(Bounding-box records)
## start

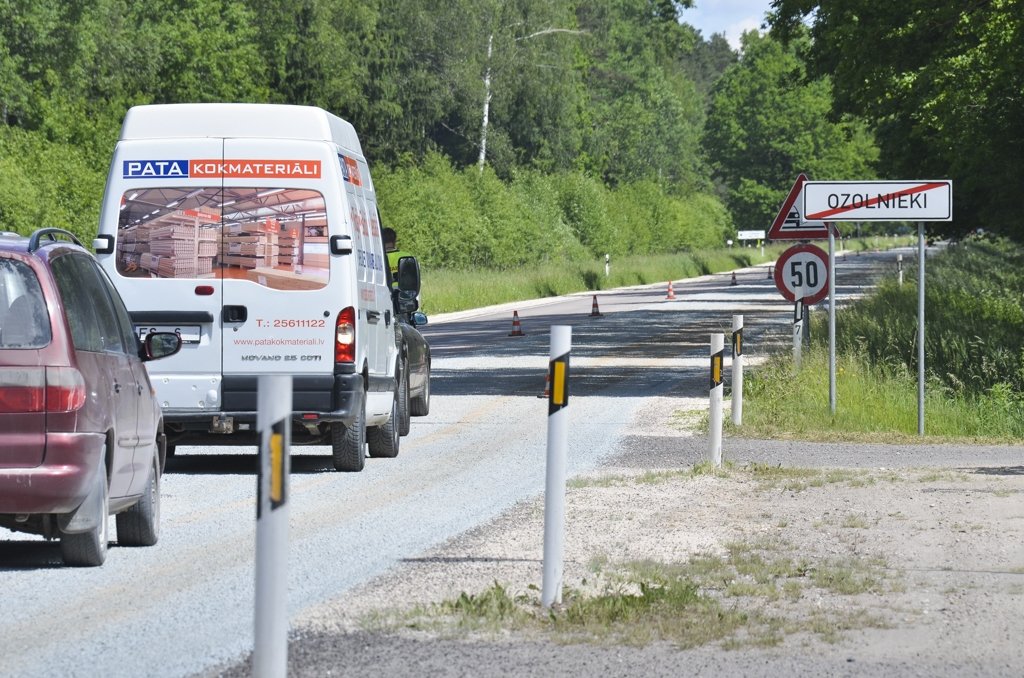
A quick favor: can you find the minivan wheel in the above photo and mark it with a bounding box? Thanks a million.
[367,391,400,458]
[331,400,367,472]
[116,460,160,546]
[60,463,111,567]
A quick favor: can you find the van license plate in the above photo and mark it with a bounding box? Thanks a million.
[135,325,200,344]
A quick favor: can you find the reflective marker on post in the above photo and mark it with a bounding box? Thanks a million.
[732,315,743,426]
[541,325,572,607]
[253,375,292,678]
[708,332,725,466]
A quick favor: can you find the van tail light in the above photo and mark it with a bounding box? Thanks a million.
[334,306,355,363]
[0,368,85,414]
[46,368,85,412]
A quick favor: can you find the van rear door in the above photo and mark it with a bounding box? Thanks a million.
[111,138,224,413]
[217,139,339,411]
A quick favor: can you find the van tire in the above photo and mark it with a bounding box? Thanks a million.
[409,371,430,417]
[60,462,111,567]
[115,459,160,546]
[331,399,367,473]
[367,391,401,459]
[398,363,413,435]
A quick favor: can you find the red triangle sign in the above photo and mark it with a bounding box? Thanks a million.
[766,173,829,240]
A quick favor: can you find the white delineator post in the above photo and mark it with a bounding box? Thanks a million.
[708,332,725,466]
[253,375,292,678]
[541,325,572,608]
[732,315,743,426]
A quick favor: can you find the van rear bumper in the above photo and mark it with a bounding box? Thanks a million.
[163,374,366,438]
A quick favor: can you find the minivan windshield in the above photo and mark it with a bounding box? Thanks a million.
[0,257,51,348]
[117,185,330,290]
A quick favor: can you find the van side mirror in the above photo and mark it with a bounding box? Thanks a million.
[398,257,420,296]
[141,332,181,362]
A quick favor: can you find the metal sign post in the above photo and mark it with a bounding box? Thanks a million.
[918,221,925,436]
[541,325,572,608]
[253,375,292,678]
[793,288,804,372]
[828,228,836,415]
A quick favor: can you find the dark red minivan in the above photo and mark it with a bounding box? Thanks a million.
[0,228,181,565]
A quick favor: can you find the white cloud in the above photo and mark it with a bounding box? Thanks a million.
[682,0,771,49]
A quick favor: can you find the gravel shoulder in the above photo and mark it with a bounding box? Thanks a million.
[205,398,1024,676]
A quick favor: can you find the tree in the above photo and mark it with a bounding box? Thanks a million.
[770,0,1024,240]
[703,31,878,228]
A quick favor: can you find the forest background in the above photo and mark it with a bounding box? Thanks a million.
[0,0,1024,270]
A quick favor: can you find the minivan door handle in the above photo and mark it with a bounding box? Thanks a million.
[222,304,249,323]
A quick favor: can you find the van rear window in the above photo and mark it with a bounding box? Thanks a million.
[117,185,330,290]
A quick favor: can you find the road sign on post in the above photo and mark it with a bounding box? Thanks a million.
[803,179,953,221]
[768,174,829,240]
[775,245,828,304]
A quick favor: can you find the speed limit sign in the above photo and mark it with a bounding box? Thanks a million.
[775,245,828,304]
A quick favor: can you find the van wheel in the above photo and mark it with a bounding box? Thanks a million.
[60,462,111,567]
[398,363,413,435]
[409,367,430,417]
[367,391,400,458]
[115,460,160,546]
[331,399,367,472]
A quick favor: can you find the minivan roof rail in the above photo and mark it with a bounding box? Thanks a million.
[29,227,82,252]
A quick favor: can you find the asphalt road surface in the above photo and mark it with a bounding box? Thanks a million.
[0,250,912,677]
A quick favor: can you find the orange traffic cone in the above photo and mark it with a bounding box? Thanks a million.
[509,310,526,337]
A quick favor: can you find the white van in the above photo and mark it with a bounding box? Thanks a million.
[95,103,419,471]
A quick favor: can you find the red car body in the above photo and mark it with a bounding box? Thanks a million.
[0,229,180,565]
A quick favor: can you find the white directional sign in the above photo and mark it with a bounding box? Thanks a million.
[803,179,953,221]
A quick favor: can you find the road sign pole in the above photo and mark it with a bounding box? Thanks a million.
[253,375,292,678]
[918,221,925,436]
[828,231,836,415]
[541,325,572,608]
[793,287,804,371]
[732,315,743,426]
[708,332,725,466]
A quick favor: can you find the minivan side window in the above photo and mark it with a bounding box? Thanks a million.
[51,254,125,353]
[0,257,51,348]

## end

• _Goal_
Rewrite every item above, replacing "Thanks a million" with "Much appreciated" and leaving everything else unchanged. Omit the pictures from your answer.

• _The response_
A quick favor: can you find the minivan wheel in the above photo and mark it with a bounding box? Much appreciated.
[367,391,400,458]
[331,400,367,472]
[116,460,160,546]
[60,463,111,567]
A quick favor: can you find the van license plate in the above photo and mark it with a bounding box? Much appreciated.
[135,325,200,344]
A quick favor: can you find the reflective marker on post in the above photo and mark it with a bounding box? Much appreciated.
[732,315,743,426]
[541,325,572,607]
[253,375,292,678]
[708,332,725,466]
A quick favor: can you find the van tail light in the above photo and mark it with a bounding box? Much appreciated.
[334,306,355,363]
[0,368,85,414]
[46,368,85,412]
A quick favor: can you find the van rear door in the above photo and mark it with a bounding box? Much appreciated.
[111,138,224,413]
[217,139,339,411]
A quick favor: can you find the van tire in the above photo and mark it with a bounding box? Much appreciated.
[409,371,430,417]
[60,462,111,567]
[115,459,160,546]
[331,399,367,473]
[367,391,401,459]
[398,363,413,435]
A quick favor: can you find the red triangle sign in the above photo and mark it with a bounding box? Much appreciated.
[766,173,829,240]
A quick favor: can you find the white delineator post in the above photo and mark it with a bounding box? Much appreciated.
[708,332,725,466]
[253,375,292,678]
[541,325,572,608]
[732,315,743,426]
A quick favor: can you find the van rear bumper in the above photo and mark it with a bounding box? Much appreciated.
[163,374,366,438]
A quick favor: can you find the minivan windshield in the above photo and mark it with a bounding box? Much appreciated.
[0,257,51,348]
[117,185,330,290]
A quick favor: can you find the van side mirror in the above photo and mark it with a bounding box? Much appreciated.
[398,257,420,296]
[141,332,181,362]
A quick favor: can you find the metal sign post in the above photo and mark it with a bounding box? Much appreciated.
[918,221,925,436]
[541,325,572,608]
[253,375,292,678]
[793,288,804,372]
[828,228,836,415]
A quick favor: can you find the dark red minivan in the above photo and mark it with a bounding box? Much appreciated.
[0,228,181,565]
A quick favor: can you find the white cloud in the above photo and mark it with a bounding box? Much appreciated.
[682,0,771,49]
A quick favor: can you find the gravel shoulder in the above photo and mark it with a bounding box? Much appreciated.
[205,398,1024,676]
A quick favor: can you find the tree in the above photo and mark it with a bounding box? Much appreciated.
[770,0,1024,240]
[703,31,878,228]
A quick favor: can you find the forest background in the above photo and mark it with a bounding box? Much appreciated.
[0,0,1024,270]
A quick favor: can you find the minivan door handle in the above photo and mark it with a bounding box? Much appreciated.
[222,304,249,323]
A quick favor: can you find the van rear window in the above photo and mark it with a bounding box? Much appreciated.
[117,185,330,290]
A quick favor: can you find the road sign on post in the above photo and mark it with a bounding box? Much appreciated.
[803,179,953,221]
[768,174,829,240]
[775,245,828,304]
A quick favor: can you find the speed limit sign in the above photo and mark it with a bounding box? Much appreciated.
[775,245,828,304]
A quick favor: can you find the van wheel in the above photo and mark it with a bounding box? Much appreciated.
[60,462,111,567]
[398,363,413,435]
[409,367,430,417]
[367,391,400,458]
[115,460,160,546]
[331,399,367,472]
A quick favor: can you find the minivan roof rail in the above photo and mark it with a bounding box? Much appreciated.
[29,227,82,252]
A quick favor: can you find the asphalt road surface in the above photo and mark it with a bounding box? Much appreciated.
[0,250,912,677]
A quick favor: can you find the orange traffic cone in the above photo and mark it with a bounding box? Much appreciated.
[509,310,526,337]
A quick favor: can you find the white van in the above photo and mark it with a bounding box? Much appreciated.
[95,103,419,471]
A quick favor: can you find the red car body in the above photo and mark it with a bounding box? Much appreciated.
[0,229,180,565]
A quick favor: can you find the white directional sign in the above photo and mark it with a bounding box? Much appreciated.
[803,179,953,221]
A quick favor: can you find the road sign pole in the above photo and mark it with a bounding box? Much appreciated.
[253,375,292,678]
[918,221,925,436]
[828,231,836,415]
[541,325,572,608]
[793,287,804,371]
[732,315,743,426]
[708,332,725,466]
A quick favor: can you find the minivan side window in the above photo and mark it with a bounding box? Much appreciated.
[51,254,125,353]
[0,257,51,348]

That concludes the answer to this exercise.